══ EXCERPT

NYPD: Major crime down but spike in commercial burglaries a concern

An NYPD Community Affairs officer watches as Amazon workers strike outside at Amazon's Staten Island warehouse in March. Credit: AFP via Getty Images / Angela Weiss
New York City major crimes continued to stay at relatively low levels last week, the third full week of social distancing restrictions, but the NYPD remains concerned about a spike in burglaries of closed businesses, officials said.
Overall serious felonies such as homicide, grand larceny, rape and robberies were down 36.7% for the week ending April 5 compared with the same period in 2019, NYPD officials said Monday of the latest police crime statistics.
Since the week ending March 15, the period when Gov. Andrew M. Cuomo decreed his stay-at-home order, crime has plummeted by almost 40% and stayed at that level despite some modest increases through Sunday.
NYPD officials said they are facing continuing problems with commercial burglaries, which are adding to the stress faced by small-business owners who can’t open because of Cuomo’s restriction barring all but essential services from remaining open.
“While crime has gone down since the state of emergency was declared on March 12, we have seen some persistent areas of concern such as commercial burglaries,” an NYPD spokesman said. “As to those who prey on businesses already struggling with rent, no cash flow, layoffs and all the other pains of this crisis, when apprehended and convicted, they ought to bear the weight of the full extent of the law.”
Last week, burglaries — the NYPD didn’t differentiate in its data between residential and commercial — amounted to 219, an increase of 7.3% over the prior week.
Richard Rosenfeld, a criminologist at the University of Missouri-St. Louis, agreed that commercial burglaries, as well as potential upticks in domestic violence, must be watched carefully in this time. While the NYPD data do not break out assaults attributed to domestic stress, felonious assaults generally were up 6.5% last week compared with the prior week.

A member of the NYPD wears a mask while working outside the Jacob K. Javits Center on Sunday. Credit: AFP via Getty Images/BRYAN R. SMITH
Speaking about the national crime picture, Rosenfeld said that with social isolation, domestic violence will be up across the country, something advocates have warned about for weeks.
With fewer drivers on the road, NYPD officers are writing dramatically fewer traffic tickets. Cops wrote 20,699 traffic summonses in the week ending March 15. For the week ending April 5, officers wrote 2,228 traffic summonses, a drop of 88%. The NYPD also wrote nearly 68% fewer parking tickets in that period.
Rosenfeld said the fewer summonses and parking tickets were no surprise. He also suggested cops are not engaging people when they can avoid it, practicing their own form of social distancing.
“We are in unchartered territory,” Rosenfeld said about the latest crime drop amid the COVID-19 pandemic. “The closest comparison is the Great Depression. Crime rates actually came down with the Great Depression.”
“Generally," Rosenfeld said, "I expect we will see crime continue to decline over the next month or so."

════
══ LISTED RECORDS

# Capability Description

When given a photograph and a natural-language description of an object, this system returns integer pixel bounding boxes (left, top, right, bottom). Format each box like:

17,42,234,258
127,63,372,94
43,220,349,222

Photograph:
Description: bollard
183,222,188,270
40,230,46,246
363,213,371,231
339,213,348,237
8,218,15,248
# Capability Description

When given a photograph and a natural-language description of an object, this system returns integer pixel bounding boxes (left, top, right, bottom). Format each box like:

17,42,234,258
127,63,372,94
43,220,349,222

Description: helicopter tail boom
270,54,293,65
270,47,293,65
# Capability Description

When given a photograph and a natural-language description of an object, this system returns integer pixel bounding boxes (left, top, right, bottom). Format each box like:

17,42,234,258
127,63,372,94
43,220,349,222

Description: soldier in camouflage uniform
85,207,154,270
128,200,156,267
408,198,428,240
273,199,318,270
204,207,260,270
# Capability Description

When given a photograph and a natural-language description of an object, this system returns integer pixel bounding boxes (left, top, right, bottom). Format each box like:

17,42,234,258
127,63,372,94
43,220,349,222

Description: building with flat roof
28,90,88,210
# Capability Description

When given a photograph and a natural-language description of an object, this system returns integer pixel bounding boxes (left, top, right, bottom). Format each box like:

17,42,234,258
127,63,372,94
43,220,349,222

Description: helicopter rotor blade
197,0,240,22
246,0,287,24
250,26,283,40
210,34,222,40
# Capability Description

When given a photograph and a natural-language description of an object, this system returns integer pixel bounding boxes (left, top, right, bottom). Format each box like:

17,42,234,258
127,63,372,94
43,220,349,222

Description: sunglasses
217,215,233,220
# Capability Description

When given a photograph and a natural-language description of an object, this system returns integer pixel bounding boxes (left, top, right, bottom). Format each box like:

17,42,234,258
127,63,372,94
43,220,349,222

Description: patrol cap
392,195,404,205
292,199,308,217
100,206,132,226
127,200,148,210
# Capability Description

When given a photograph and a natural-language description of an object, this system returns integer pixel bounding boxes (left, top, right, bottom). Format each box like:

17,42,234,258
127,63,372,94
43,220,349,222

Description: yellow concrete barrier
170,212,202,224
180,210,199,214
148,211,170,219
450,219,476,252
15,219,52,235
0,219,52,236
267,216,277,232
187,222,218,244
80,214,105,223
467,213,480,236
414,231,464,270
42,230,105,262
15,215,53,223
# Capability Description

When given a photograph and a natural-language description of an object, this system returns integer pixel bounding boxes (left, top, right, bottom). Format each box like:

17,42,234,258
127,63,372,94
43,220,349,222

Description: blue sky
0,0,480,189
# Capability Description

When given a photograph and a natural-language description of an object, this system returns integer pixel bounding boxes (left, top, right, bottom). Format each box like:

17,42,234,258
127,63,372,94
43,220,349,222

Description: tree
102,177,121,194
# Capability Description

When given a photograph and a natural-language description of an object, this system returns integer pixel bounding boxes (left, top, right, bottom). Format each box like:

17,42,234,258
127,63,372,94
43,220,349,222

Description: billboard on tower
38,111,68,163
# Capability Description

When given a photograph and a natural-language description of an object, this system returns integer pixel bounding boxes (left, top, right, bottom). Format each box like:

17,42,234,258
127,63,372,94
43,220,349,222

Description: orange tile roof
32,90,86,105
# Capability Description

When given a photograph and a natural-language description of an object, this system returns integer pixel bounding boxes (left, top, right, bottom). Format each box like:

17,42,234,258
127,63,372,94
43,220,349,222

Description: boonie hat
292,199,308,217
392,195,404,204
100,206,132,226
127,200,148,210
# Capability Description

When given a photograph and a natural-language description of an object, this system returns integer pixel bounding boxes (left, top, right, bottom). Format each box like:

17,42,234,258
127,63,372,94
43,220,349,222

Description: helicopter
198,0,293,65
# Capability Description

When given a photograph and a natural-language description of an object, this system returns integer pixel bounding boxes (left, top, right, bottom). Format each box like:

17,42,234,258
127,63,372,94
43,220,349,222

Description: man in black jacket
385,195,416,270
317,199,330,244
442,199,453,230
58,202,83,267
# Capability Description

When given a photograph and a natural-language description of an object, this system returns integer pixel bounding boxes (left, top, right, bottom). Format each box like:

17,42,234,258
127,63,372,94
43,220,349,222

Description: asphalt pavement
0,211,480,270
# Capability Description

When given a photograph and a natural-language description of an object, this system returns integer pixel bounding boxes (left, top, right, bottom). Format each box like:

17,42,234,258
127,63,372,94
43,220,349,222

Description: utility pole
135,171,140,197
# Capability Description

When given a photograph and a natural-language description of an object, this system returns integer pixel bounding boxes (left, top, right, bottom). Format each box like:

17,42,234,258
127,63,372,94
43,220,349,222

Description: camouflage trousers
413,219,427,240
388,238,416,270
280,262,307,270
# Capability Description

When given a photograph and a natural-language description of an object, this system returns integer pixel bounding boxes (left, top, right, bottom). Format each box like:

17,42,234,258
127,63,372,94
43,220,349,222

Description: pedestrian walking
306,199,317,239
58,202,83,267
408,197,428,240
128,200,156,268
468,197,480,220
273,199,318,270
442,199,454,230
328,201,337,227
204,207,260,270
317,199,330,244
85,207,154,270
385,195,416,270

════

=== TASK STATEMENT ===
Transcribe the New York City crime article from "NYPD: Major crime" to "businesses, officials said.", word for word.

=== SOLUTION BELOW ===
NYPD: Major crime down but spike in commercial burglaries a concern

An NYPD Community Affairs officer watches as Amazon workers strike outside at Amazon's Staten Island warehouse in March. Credit: AFP via Getty Images / Angela Weiss
New York City major crimes continued to stay at relatively low levels last week, the third full week of social distancing restrictions, but the NYPD remains concerned about a spike in burglaries of closed businesses, officials said.